→ Directive: Rewrite the listing from the line containing "cloud. Overlapping instances should get separate boxes." through the line containing "[480,48,500,59]" as a JSON list of strings, one string per line, with blank lines left out. Include only those lines.

[Records from a collection]
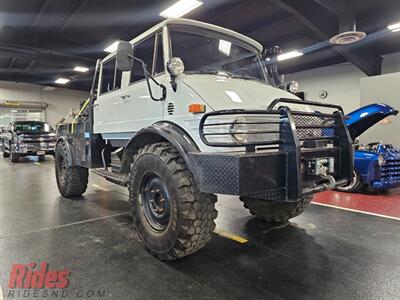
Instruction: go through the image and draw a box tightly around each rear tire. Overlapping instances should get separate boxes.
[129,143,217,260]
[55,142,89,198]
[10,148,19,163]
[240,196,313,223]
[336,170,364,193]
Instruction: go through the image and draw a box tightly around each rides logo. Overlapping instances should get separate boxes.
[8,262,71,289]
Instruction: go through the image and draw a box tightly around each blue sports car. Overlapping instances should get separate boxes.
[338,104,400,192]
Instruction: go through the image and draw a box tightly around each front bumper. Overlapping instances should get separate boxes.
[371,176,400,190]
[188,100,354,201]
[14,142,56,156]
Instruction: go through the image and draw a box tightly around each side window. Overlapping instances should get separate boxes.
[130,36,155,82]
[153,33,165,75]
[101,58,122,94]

---

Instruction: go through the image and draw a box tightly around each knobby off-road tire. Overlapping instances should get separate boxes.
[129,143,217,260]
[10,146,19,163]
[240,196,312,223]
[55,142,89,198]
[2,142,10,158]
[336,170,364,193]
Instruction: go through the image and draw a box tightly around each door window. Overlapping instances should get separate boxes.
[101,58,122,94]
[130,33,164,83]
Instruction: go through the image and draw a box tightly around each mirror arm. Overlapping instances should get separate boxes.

* * *

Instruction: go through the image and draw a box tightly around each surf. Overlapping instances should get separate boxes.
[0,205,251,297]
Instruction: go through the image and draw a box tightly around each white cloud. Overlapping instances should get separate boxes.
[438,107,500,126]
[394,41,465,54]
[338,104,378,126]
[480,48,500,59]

→ Finished exercise:
[
  "Instruction: go through the image and draw a box tightly around each white cloud. Overlapping instances should get separate boxes.",
  "[438,107,500,126]",
  "[394,41,465,54]",
  "[338,104,378,126]",
  "[480,48,500,59]"
]